Tuttavia, le CTU in ambito familiare, seppur svolte da psicologi o da medici, non hanno una finalità sanitaria bensì giudiziaria: di conseguenza, l'unica attività che il professionista può svolgere è quella di rilevare e valutare i comportamenti posti in essere dall'uno e dall'altro genitore nei confronti dei figli, privilegiando il punto di vista di quest'ultimi.
In quest'ottica, centrale importanza rivestono i modi attraverso i quali viene svolta l'indagine peritale: essi, infatti, possono considerarsi nel loro complesso e, in via orientativa, strutturati sulle informazioni rese dai soggetti periziandi, attraverso colloqui, audizioni o test.
Il colloquio, però, rappresenta sicuramente lo strumento maggiormente utilizzato dai periti, specie laddove le consulenze abbiano per oggetto le modifiche della responsabilità genitoriale o dell'affidamento dei minori: la finalità, infatti, non è tanto quella di valutare le ragioni che hanno generato la crisi della coppia, quanto quella di indagare sulle caratteristiche personali e sulle dinamiche di coppia, che, spesso, caratterizzano anche la modalità della separazione psicologica tra le parti. Perciò, al fine di raggiungere tali obbiettivi, tutti gli elementi utili, quali i vissuti reciproci e quelli relativi allo stile genitoriale dell'altro, possono rivelarsi funzionali per meglio comprendere le dinamiche dei diversi protagonisti del nucleo familiare e fare una prognosi per la loro interazione futura come genitori (sul punto cfr. D. PAJARDI, Conflittualità dei genitori e affidamento della prole, in Patrizi (a cura di), Manuale di psicologia giuridica minorile, Roma, 2012).
Ne consegue, quindi, che il consulente dovrà fornire una descrizione quanto più possibile analitica dei profili valoriali e positivi di ciascun genitore e delle sue criticità psicologiche o psicofisiche, e far emergere tutti gli elementi più significativi per orientare il giudice nell'assunzione dei provvedimenti di affidamento, collocamento e determinazione dei tempi di permanenza dei minori presso ciascun genitore.

== == ==

(Consegne dell'esercizio)
1. Nel testo sulle CTU in ambito familiare, quali strumenti vengono indicati per raccogliere le informazioni rese dai soggetti periziandi? Elencali tutti.
2. Prosegui il testo sulle CTU in ambito familiare a partire dalla sua ultima frase, con un paragrafo nuovo.

== == ==

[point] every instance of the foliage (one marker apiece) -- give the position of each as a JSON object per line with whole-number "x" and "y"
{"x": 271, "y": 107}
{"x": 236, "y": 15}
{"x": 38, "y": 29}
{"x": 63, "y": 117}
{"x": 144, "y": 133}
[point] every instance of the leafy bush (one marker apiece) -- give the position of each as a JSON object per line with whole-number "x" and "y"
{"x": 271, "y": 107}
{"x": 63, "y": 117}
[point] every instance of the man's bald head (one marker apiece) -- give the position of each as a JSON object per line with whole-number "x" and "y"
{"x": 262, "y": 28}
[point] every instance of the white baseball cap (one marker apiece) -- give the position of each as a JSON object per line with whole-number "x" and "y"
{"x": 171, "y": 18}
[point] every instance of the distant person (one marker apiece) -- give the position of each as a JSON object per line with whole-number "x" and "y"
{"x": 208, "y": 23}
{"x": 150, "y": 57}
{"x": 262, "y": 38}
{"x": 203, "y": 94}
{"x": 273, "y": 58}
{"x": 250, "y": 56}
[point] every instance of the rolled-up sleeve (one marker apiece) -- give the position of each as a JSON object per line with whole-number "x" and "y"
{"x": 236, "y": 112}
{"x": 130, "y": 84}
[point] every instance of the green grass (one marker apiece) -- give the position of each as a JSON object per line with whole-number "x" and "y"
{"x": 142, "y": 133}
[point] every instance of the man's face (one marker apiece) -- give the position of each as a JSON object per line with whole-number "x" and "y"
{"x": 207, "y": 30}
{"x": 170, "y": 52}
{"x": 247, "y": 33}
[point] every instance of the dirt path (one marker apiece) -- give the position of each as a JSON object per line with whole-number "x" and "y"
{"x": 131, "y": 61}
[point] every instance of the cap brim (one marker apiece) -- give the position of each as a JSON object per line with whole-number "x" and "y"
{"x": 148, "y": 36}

== == ==

(Risposte per consegna)
1. Colloqui, audizioni, test.

2.
In questo senso la consulenza presenta una naturale valenza che, tuttavia, necessita di essere delimitata e contenuta entro lo stesso ambito oggettivo di riferimento al quale l'indagine è finalizzata. E in quest'ottica, quindi, tenuto conto di tutti gli aspetti sopra indicati, è quanto mai opportuno che le funzioni del consulente tecnico, al quale viene riconosciuta un'autonomia scientifica e professionale, siano maggiormente definite: particolare importanza assumerà, pertanto, la formulazione del quesito nel quale dovranno essere esplicitate e riassunte, in modo chiaro e completo, le modalità di svolgimento della consulenza e i relativi poteri spettanti al consulente, nonché gli aspetti meritevoli, secondo il giudice, di un approfondimento e di un reperimento di idonei elementi di valutazione di natura tecnico-scientifica per meglio orientare l'adozione dei suoi provvedimenti finali.
I protocolli. A tal fine, pertanto, sempre più frequente è la predisposizione di protocolli d'intesa da parte dei Tribunali per l'adozione di linee guida di carattere concettuale e metodologico per garantire la tutela dei minori, del loro benessere psicofisico e per dare piena attuazione al principio del contradditorio, il quale ricopre un ruolo primario ed ineludibile in ogni dimensione processuale (v. tra i tanti Protocollo d'intesa per l'adozione di linee guida in materia di consulenza tecnica nei procedimenti di diritto di famiglia (Verona) 3 dicembre 2018; Protocollo Ctu Torino, 2 ottobre 2019; Documento congiunto Tribunale di Roma I sezione civile e Ordine degli Psicologi del Lazio, 2020 e, più recentemente, Indicazioni operative per la CTU su famiglia e minori, Tribunale di Milano, 6 ottobre 2021).